> WORK INSTRUCTION: What the task requires is each entry, restated exactly.

> INPUT DATA:
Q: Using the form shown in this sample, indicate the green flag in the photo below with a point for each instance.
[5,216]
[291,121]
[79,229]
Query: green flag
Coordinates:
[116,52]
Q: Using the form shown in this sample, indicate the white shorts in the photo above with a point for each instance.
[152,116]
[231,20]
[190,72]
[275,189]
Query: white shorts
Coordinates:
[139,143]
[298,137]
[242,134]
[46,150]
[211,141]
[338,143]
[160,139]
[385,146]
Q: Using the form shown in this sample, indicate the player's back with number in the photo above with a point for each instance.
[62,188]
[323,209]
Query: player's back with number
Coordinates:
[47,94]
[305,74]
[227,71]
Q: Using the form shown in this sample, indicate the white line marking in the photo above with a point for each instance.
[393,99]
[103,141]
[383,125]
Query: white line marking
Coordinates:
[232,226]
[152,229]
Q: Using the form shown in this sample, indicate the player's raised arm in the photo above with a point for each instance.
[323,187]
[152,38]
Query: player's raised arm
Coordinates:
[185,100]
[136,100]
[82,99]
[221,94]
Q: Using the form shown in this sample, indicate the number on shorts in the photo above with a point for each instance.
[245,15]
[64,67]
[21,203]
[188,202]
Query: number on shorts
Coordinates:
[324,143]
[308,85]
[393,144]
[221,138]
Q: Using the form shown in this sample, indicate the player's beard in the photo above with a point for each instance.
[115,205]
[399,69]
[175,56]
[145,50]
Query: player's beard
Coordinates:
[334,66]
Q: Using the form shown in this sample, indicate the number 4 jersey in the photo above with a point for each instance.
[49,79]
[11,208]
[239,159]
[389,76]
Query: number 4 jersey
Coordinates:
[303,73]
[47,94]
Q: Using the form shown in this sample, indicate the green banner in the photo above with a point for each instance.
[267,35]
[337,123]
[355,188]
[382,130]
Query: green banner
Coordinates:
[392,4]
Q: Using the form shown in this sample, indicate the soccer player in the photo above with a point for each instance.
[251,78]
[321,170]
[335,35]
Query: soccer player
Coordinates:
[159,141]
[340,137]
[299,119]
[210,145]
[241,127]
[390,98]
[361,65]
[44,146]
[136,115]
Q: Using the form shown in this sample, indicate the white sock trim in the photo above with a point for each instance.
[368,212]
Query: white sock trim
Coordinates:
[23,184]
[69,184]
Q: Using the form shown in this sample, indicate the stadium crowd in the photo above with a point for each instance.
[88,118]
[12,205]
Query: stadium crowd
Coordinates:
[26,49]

> YOUR RESPONSE:
Q: Using the form shown in this sample, indicate the green flag in the photo below with a point for each instance.
[5,216]
[291,121]
[79,229]
Query: green flag
Coordinates:
[116,52]
Q: Using the form shown in this sample, indicate the white shorts in the photo above with a point for each instance.
[152,116]
[231,20]
[190,72]
[275,189]
Query: white shorts
Coordinates:
[139,143]
[298,137]
[242,134]
[46,150]
[211,141]
[338,143]
[160,139]
[385,146]
Q: Using the form shown in this sample, indicate the player's back with number in the photo above with a point for each instance.
[62,188]
[323,209]
Query: player's back with number
Coordinates:
[47,94]
[305,74]
[227,71]
Q: Using the form shown in this sample, indicate the white line marking in the photo above with a point for each instance.
[393,99]
[103,141]
[383,125]
Query: white line marking
Coordinates:
[232,226]
[152,229]
Q: Using the form shown in this sample, indicate the player's raised arm in the photo above with a point for each instance.
[323,187]
[152,38]
Query: player's raised arm
Coordinates:
[185,100]
[136,100]
[82,99]
[221,94]
Q: Using the form shown in this sample, indicate the number on shorts in the photo above with a point for each instance.
[245,15]
[64,67]
[21,203]
[188,202]
Query: number on shorts
Coordinates:
[324,143]
[308,85]
[393,144]
[221,138]
Q: Using the form shown in this sample, indicate the player's beard in the photo above with a point for each instance.
[115,205]
[399,69]
[175,56]
[145,50]
Query: player's beard
Coordinates:
[334,66]
Q: Using the form shown in this sample, indicate the number 4 jersey in the photo above with a point for each instance.
[49,79]
[11,208]
[239,159]
[389,76]
Query: number 4 jersey
Coordinates:
[303,73]
[47,94]
Q: Using the form shown in this sample, indicate the green banner in the photo above with a point for each instance.
[267,35]
[337,123]
[355,188]
[382,130]
Query: green banner
Coordinates:
[392,4]
Q: Using the form shown in this sample, indicate the soccer player in the photo above with a point for each instance.
[251,78]
[321,170]
[335,35]
Query: soccer player
Coordinates:
[159,141]
[340,137]
[299,119]
[210,145]
[241,127]
[390,98]
[361,65]
[44,146]
[136,115]
Q: Using the form shown in this sample, indicate the white sock trim in the photo above with a point for each instance.
[368,212]
Query: white sock trim
Coordinates:
[23,184]
[69,184]
Q: Using the form shown in this sample, indicate the stadium crowd in the photo above with a point for each instance.
[88,118]
[12,205]
Query: stadium crowd
Coordinates:
[26,49]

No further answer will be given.